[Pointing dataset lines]
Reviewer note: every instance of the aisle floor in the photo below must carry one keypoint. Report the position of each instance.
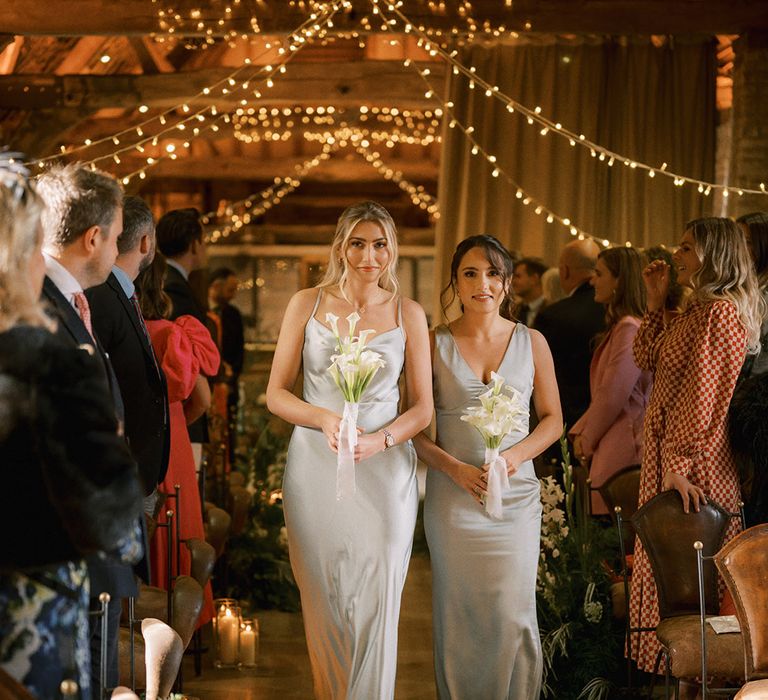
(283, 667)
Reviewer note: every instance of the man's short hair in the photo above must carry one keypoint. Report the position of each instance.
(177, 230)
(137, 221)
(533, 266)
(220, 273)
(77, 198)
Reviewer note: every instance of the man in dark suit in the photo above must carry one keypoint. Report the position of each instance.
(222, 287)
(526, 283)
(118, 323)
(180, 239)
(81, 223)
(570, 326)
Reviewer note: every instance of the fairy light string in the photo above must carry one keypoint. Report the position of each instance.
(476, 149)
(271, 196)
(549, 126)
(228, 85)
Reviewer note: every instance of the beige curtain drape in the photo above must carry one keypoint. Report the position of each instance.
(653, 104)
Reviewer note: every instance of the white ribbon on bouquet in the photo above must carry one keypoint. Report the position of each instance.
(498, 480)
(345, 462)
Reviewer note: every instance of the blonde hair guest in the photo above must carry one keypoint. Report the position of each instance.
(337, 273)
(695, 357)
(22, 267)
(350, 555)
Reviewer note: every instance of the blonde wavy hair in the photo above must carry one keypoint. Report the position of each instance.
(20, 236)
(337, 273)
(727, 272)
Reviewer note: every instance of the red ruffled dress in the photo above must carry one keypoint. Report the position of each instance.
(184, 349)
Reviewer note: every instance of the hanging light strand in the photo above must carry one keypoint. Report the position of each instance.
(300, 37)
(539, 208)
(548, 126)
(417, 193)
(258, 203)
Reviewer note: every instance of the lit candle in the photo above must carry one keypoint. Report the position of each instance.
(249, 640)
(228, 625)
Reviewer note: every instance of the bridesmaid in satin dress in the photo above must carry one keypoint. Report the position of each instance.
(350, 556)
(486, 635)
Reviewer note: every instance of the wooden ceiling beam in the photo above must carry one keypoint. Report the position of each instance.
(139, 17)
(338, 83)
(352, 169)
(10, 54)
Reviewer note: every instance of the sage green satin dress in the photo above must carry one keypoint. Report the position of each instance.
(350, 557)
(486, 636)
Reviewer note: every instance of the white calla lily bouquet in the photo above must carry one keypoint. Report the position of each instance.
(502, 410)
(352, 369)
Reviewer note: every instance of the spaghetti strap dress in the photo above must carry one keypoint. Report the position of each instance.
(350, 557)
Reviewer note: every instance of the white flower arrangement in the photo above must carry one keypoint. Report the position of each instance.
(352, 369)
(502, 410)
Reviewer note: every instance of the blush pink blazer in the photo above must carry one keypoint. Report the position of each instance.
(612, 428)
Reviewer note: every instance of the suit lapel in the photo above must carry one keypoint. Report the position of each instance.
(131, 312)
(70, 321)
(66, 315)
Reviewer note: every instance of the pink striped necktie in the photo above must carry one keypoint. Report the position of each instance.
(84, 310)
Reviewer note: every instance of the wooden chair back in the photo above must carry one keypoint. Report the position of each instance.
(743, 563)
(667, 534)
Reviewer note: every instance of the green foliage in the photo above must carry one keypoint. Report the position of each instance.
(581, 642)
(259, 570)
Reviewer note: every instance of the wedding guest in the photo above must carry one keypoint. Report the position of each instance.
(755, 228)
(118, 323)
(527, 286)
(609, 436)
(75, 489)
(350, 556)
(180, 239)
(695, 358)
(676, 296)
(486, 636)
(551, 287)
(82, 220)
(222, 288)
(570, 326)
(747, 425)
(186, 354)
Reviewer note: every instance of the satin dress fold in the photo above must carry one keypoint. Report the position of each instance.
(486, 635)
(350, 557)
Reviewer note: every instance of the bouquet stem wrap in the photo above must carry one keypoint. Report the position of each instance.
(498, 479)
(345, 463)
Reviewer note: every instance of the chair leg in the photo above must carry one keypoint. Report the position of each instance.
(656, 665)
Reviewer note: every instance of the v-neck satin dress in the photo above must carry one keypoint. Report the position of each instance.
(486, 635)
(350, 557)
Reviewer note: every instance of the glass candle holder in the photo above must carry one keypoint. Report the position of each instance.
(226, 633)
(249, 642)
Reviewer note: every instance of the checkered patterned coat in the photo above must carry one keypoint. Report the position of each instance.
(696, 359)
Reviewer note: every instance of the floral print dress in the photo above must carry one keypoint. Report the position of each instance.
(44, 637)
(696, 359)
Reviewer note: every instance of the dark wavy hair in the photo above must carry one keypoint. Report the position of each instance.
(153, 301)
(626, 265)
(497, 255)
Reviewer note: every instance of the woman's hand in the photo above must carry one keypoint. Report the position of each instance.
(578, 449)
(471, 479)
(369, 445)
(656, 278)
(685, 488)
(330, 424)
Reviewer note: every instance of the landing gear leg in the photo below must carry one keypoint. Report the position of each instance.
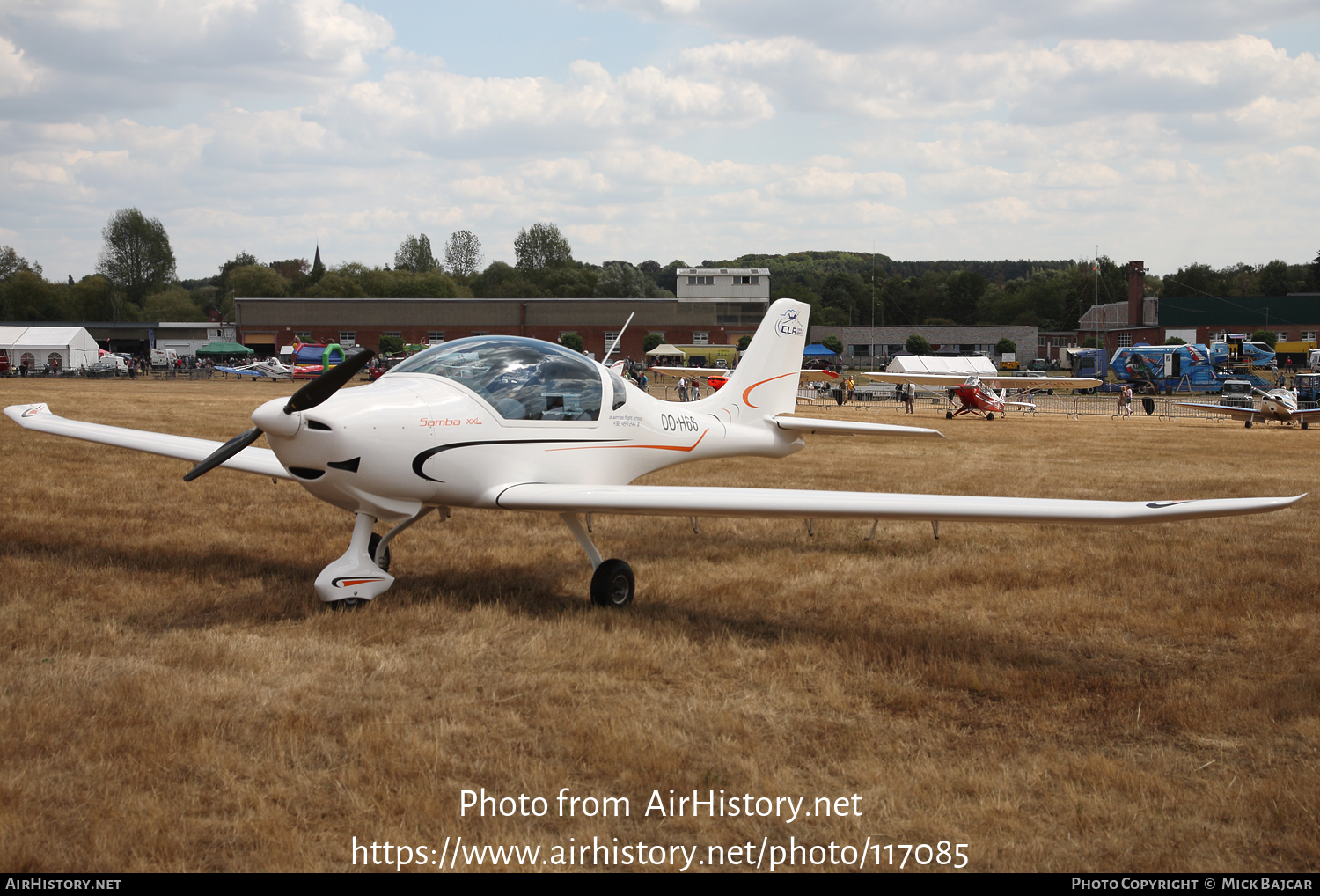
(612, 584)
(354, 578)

--

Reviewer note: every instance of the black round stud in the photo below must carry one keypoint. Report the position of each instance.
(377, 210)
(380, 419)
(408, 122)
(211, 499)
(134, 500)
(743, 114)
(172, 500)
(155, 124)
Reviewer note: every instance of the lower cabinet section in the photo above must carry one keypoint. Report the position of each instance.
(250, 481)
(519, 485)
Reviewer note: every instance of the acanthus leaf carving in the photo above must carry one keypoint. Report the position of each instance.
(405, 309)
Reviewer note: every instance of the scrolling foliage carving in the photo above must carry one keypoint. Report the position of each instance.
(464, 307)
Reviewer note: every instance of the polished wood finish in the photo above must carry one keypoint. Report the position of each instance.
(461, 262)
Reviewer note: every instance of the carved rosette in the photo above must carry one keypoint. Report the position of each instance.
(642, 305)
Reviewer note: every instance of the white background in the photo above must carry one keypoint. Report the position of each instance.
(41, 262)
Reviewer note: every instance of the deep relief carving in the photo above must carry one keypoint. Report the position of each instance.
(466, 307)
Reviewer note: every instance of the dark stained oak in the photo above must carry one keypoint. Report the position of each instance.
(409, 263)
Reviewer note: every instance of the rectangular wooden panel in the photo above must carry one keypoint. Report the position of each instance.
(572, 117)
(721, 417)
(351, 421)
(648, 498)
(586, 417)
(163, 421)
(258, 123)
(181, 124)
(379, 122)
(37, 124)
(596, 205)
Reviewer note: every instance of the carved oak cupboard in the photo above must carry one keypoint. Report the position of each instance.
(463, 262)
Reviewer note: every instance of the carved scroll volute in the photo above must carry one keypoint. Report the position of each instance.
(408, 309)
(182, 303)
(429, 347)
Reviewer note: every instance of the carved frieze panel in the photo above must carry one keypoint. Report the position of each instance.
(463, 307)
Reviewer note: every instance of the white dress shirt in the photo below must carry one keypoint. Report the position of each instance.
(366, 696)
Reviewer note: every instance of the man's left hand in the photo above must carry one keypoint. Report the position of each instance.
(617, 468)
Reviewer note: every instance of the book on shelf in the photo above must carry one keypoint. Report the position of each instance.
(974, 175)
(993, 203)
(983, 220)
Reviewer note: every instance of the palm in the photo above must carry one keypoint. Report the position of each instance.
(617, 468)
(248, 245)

* * *

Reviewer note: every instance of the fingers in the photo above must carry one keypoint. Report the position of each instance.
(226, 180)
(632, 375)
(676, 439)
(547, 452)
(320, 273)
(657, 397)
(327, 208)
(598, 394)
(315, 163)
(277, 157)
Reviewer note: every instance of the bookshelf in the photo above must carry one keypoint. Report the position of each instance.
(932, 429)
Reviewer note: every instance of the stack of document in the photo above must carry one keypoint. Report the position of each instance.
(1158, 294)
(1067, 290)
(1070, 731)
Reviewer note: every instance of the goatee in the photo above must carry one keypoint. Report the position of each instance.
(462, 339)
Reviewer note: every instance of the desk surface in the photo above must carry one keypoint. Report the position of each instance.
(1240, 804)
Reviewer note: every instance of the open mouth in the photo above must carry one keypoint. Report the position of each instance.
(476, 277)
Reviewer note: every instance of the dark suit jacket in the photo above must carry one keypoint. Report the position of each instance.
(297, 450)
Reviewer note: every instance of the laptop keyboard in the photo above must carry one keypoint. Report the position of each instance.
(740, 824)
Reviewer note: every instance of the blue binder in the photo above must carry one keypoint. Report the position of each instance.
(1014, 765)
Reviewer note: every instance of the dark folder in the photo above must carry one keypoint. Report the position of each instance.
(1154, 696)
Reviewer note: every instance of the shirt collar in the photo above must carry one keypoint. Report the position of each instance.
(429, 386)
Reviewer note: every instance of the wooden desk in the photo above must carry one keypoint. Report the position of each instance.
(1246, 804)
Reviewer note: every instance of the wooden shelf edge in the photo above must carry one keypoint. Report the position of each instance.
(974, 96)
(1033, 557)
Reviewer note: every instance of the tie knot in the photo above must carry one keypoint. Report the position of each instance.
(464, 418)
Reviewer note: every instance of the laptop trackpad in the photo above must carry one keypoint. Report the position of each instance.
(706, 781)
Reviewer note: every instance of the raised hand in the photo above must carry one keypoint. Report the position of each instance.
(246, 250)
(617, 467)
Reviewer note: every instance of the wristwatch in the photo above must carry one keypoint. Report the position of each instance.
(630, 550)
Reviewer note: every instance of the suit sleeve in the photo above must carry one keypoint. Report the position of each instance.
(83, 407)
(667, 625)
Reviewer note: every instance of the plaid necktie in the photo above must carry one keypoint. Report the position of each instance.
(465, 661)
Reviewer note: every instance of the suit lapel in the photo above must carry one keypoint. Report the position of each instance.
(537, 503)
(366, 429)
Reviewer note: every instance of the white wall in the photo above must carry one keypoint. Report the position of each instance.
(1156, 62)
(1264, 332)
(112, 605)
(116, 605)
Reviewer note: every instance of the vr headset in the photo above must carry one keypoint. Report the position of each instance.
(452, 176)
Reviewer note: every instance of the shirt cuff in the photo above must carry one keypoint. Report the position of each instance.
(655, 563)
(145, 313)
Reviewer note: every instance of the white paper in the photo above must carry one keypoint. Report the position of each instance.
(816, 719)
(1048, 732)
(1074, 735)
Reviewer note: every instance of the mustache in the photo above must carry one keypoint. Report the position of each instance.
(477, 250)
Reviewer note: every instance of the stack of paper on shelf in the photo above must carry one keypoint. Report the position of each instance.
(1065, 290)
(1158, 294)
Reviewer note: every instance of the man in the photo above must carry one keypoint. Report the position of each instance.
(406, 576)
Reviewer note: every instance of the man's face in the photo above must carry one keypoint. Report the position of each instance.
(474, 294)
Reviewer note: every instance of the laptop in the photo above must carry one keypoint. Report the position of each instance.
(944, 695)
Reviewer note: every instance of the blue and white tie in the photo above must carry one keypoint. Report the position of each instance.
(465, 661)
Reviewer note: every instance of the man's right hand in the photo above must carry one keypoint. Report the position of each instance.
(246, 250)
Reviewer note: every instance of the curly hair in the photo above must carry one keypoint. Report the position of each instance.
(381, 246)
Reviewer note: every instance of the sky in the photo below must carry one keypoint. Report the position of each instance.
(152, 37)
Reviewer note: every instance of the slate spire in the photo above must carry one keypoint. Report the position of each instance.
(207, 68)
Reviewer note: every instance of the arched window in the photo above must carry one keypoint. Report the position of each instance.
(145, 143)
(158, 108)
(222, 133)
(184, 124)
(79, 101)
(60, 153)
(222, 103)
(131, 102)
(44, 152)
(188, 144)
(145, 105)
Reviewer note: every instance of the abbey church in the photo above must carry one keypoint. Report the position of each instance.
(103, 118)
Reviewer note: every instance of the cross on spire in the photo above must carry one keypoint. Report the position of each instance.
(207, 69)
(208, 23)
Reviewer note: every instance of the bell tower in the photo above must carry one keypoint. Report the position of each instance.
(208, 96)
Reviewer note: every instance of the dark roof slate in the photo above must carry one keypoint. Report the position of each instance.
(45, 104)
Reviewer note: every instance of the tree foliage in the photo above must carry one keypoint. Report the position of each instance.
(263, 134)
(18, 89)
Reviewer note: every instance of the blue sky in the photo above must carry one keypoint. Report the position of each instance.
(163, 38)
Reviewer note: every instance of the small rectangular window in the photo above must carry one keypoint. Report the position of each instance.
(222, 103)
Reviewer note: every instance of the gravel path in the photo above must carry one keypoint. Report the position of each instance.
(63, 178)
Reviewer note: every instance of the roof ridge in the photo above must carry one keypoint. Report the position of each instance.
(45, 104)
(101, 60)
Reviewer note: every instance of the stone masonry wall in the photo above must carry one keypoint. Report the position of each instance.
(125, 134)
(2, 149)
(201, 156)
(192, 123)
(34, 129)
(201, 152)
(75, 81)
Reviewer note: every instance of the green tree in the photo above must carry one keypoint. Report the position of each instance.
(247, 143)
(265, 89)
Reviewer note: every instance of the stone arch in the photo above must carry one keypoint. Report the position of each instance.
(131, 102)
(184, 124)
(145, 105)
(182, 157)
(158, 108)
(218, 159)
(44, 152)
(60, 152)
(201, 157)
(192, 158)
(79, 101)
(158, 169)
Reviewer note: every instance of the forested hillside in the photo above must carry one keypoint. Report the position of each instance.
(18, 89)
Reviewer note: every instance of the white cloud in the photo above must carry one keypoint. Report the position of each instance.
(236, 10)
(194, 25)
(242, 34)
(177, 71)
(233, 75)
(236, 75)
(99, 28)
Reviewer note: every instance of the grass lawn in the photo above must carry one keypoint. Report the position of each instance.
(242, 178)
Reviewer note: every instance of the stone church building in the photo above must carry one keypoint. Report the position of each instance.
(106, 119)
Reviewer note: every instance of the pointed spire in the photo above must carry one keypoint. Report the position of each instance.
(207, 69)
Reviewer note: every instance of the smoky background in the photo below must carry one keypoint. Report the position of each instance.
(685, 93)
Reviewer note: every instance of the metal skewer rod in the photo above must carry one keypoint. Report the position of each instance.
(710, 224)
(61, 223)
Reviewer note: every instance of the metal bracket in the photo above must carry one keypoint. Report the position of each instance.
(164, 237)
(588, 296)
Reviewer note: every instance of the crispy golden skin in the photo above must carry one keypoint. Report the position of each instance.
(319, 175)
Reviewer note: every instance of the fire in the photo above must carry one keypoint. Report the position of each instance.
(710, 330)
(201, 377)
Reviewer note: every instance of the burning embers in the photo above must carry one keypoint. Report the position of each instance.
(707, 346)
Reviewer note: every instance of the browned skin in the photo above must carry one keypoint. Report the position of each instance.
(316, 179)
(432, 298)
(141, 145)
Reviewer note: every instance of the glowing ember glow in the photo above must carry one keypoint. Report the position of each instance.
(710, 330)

### Objective
Return every line above that contains the word "skin".

### Solution to the problem
Reviewer note: every instance of the crispy golden skin in the photo above must carry one keypoint. Report the position of each instance.
Reviewer note: every instance of the browned skin in the photo above must carry one keypoint. Report the position of each instance.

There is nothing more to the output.